## AIM OF THE TASK
Print the data below word for word, keeping every line as it stands.

(A data block)
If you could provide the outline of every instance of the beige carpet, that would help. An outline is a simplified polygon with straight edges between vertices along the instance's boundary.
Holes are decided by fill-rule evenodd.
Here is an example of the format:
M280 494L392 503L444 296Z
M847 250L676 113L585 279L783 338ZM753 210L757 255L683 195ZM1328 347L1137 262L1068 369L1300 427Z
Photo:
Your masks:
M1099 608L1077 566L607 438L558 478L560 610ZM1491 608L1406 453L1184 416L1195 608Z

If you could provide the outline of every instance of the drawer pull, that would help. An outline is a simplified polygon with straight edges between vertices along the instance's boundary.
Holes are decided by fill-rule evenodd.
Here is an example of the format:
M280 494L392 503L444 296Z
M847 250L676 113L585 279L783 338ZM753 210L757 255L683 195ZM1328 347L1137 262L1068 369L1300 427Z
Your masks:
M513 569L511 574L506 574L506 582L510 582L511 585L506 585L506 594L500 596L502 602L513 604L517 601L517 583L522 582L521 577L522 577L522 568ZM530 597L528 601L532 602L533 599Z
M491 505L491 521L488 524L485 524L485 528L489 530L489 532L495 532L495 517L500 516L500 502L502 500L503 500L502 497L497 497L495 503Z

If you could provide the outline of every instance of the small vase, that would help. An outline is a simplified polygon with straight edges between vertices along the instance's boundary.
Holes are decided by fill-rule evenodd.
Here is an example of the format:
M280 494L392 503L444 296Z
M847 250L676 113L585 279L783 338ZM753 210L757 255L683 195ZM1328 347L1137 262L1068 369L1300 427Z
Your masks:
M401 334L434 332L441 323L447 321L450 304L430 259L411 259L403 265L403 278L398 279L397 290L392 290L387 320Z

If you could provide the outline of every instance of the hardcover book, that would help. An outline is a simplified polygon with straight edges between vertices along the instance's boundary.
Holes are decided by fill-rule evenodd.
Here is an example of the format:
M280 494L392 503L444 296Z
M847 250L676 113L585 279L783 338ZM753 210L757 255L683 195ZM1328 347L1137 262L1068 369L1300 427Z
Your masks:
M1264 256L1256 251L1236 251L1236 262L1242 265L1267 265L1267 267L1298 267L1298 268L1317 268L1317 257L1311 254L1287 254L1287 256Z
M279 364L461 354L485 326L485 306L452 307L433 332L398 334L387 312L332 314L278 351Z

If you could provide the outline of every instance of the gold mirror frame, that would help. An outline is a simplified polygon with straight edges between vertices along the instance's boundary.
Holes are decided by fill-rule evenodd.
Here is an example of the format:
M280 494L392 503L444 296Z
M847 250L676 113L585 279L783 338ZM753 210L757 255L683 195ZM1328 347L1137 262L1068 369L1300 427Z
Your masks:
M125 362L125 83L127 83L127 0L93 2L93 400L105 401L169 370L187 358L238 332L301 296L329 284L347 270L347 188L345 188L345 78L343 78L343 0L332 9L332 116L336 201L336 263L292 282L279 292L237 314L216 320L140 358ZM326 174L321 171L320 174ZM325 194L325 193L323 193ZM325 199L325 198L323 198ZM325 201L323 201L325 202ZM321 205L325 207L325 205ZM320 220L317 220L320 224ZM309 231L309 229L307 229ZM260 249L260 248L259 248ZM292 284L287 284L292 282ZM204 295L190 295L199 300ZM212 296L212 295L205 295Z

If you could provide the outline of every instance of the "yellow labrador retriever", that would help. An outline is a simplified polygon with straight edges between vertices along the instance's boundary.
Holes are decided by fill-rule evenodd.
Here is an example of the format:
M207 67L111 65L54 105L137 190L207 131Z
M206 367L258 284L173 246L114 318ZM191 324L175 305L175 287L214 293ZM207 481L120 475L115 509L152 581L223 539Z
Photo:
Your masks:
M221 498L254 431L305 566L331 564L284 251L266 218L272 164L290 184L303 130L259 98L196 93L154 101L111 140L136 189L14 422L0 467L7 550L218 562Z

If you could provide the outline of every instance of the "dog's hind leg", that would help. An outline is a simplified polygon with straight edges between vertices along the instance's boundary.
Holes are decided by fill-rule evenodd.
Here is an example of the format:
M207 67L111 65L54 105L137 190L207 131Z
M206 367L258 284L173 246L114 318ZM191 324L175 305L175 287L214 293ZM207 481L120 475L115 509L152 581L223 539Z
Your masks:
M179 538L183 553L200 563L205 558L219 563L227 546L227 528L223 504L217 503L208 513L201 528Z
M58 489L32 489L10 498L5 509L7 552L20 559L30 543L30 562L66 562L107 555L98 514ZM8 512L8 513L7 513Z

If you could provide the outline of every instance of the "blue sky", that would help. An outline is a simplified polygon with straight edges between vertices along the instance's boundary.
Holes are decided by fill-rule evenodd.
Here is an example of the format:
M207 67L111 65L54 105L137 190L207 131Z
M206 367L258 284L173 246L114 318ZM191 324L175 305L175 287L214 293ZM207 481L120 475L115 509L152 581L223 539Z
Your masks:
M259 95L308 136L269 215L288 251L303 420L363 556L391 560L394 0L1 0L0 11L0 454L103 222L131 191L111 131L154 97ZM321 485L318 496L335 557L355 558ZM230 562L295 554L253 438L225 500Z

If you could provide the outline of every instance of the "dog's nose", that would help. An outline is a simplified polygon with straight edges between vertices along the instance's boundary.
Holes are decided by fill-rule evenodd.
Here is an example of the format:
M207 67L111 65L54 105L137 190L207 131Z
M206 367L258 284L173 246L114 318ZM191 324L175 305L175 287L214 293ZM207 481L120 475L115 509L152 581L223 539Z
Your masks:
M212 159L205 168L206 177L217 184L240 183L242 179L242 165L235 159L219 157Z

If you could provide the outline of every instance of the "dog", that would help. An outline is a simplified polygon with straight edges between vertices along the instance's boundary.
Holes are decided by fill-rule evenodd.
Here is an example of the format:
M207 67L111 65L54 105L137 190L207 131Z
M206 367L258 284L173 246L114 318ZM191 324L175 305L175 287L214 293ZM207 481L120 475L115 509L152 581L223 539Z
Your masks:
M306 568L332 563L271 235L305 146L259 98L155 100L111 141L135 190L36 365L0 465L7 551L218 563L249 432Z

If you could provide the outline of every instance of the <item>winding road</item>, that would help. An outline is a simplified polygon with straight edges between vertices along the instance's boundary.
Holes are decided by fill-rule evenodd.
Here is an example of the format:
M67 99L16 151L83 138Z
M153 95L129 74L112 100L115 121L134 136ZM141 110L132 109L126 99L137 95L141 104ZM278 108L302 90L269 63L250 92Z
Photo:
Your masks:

## RIGHT ANSWER
If you could provide the outline of every instance of the beige carpet, that would help. An outline is a simplified polygon with straight edges between vertices along the instance's boundary.
Holes are decided by fill-rule evenodd.
Here is an example of the format:
M280 494L392 503L444 296Z
M847 250L676 113L585 279L783 338ZM753 210L757 255L683 195ZM1328 347L1137 262L1068 369L1300 427Z
Photo:
Your masks:
M1099 608L1077 566L607 438L558 478L560 610ZM1491 608L1406 453L1184 416L1195 608Z

If you could provide the outline of every instance of the drawer pull, that would help. An outline is a simplified polygon with straight edges between vertices along the instance's boundary.
Holes are decided by fill-rule evenodd.
Here is an example of the format:
M280 494L392 503L444 296Z
M847 250L676 113L585 279L783 338ZM753 210L757 255L683 195ZM1328 347L1137 262L1068 369L1300 427Z
Your masks:
M513 569L511 574L506 574L506 582L510 582L511 585L506 585L506 594L500 596L502 602L513 604L517 601L517 583L522 582L521 577L522 577L522 568ZM530 597L528 601L532 602L533 599Z
M491 505L491 521L488 524L485 524L485 528L489 530L489 532L495 532L495 517L500 516L500 502L502 500L503 500L502 497L497 497L495 503Z

If you could provide the outline of every instance of the small vase, that would help. An outline is a simplified polygon with straight edges between vertices along the instance's boundary.
Holes are decided by fill-rule evenodd.
Here is an example of the format:
M280 494L392 503L444 296Z
M847 250L676 113L585 279L783 338ZM753 210L757 255L683 195ZM1328 347L1137 262L1068 369L1300 427Z
Your masks:
M401 334L434 332L441 323L447 321L450 304L430 259L411 259L403 265L403 278L398 279L397 290L392 290L387 320Z

If you could provide the outline of every instance of the hardcover book, that would help. An outline is a simplified polygon with straight edges between vertices along the instance's boundary.
Holes are decided by fill-rule evenodd.
Here is an example of the format:
M280 494L392 503L444 296Z
M847 250L676 113L585 279L783 338ZM753 210L757 255L683 195ZM1328 347L1137 262L1068 369L1300 427Z
Your masks:
M1264 256L1256 251L1236 251L1236 262L1242 265L1267 265L1267 267L1298 267L1298 268L1317 268L1317 257L1311 254L1287 254L1287 256Z
M279 364L461 354L485 326L485 306L452 307L433 332L398 334L387 312L332 314L278 351Z

If you could provide the outline of every instance of the gold mirror frame, that would help. An outline is a simplified polygon with straight edges between vertices along the instance's boundary.
Holes are decided by fill-rule evenodd.
Here is an example of the format:
M280 494L392 503L444 296Z
M847 250L676 113L585 279L783 338ZM753 210L757 255L683 195ZM1328 347L1137 262L1068 369L1300 427Z
Your masks:
M125 362L125 83L127 83L127 0L93 2L93 400L105 401L169 370L187 358L238 332L301 296L329 284L347 270L347 188L345 188L345 78L343 78L343 0L332 9L332 116L336 201L336 263L292 282L279 292L237 314L216 320L140 358ZM326 174L321 171L320 174ZM325 194L325 193L323 193ZM325 199L325 198L323 198ZM325 201L323 201L325 202ZM321 205L325 207L325 205ZM320 220L317 220L320 224ZM309 231L309 229L307 229ZM260 249L260 248L259 248ZM292 284L287 284L292 282ZM204 295L190 295L199 300ZM212 296L212 295L205 295Z

If you could provide the outline of every instance of the "yellow labrador retriever", that would help. An outline is a simplified polygon with straight edges between vertices along the instance's boundary.
Holes are decided by fill-rule evenodd.
Here is an example of the format:
M207 67L111 65L54 105L137 190L207 131Z
M206 367L258 284L173 246L114 318ZM191 324L175 305L175 287L214 293ZM207 481L120 475L115 509L152 581L223 539Z
Photo:
Your masks:
M221 498L254 431L305 566L331 564L284 251L266 218L272 164L290 184L303 130L259 98L196 93L154 101L111 140L136 189L14 422L0 467L7 550L218 562Z

If you could provide the outline of every instance of the "dog's hind leg", that would help. An outline is a simplified polygon with straight edges between vertices along the instance's boundary.
Holes are decided by fill-rule evenodd.
Here is an example of the format:
M207 67L111 65L54 105L137 190L207 131Z
M206 367L258 284L173 246L114 318ZM191 324L175 305L175 287L214 293ZM207 481L120 475L115 509L152 581L223 539Z
Your masks:
M179 538L183 553L200 563L205 558L219 563L227 546L227 528L223 504L217 503L208 513L201 528Z
M58 489L32 489L10 498L5 509L7 552L20 559L30 543L30 562L66 562L107 555L98 514ZM8 512L8 513L7 513Z

If you could provide the outline of every instance of the "blue sky", that would help. An outline is a simplified polygon with straight edges between vertices along the instance's boundary.
Holes are decided by fill-rule evenodd.
Here is an example of the format:
M207 67L111 65L54 105L137 190L207 131Z
M206 367L258 284L173 246L114 318ZM191 324L175 305L175 287L214 293ZM207 481L120 475L115 509L152 581L223 539Z
Your masks:
M259 95L308 136L269 215L288 251L303 420L363 556L391 560L394 0L1 0L0 11L0 454L103 222L131 191L111 131L154 97ZM321 485L318 496L335 557L355 558ZM230 562L295 554L253 438L225 500Z

If you could provide the outline of every instance of the "dog's nose", that would help. An outline is a simplified polygon with straight edges between vertices along the instance's boundary.
Holes are decided by fill-rule evenodd.
Here is an example of the format:
M207 67L111 65L54 105L137 190L207 131Z
M206 367L258 284L173 246L114 318ZM191 324L175 305L175 287L214 293ZM207 481L120 475L115 509L152 581L223 539Z
Your masks:
M212 159L205 168L206 177L217 184L240 183L242 179L242 165L235 159L219 157Z

If you could provide the outline of every instance of the "dog", that would help. An outline is a simplified polygon with straight edges between vertices along the instance's boundary.
Holes are decided by fill-rule evenodd.
Here is an example of the format:
M207 67L111 65L54 105L137 190L207 131Z
M206 367L258 284L173 246L114 318ZM191 324L175 305L175 287L214 293ZM207 481L120 475L115 509L152 581L223 539Z
Your masks:
M306 568L332 563L271 235L305 146L259 98L155 100L111 141L135 190L36 365L0 465L7 551L218 563L249 432Z

If you could provide the outline of every instance of the <item>winding road</item>, that would help. An outline is a simplified polygon with straight edges between vertices along the instance's boundary.
Holes are decided by fill-rule evenodd.
Here is an example of the format:
M67 99L16 151L83 138Z
M153 95L129 74L112 100L115 121L134 136ZM141 110L132 109L126 99L137 95L141 104ZM278 108L302 90L269 63L250 92Z
Photo:
Your masks:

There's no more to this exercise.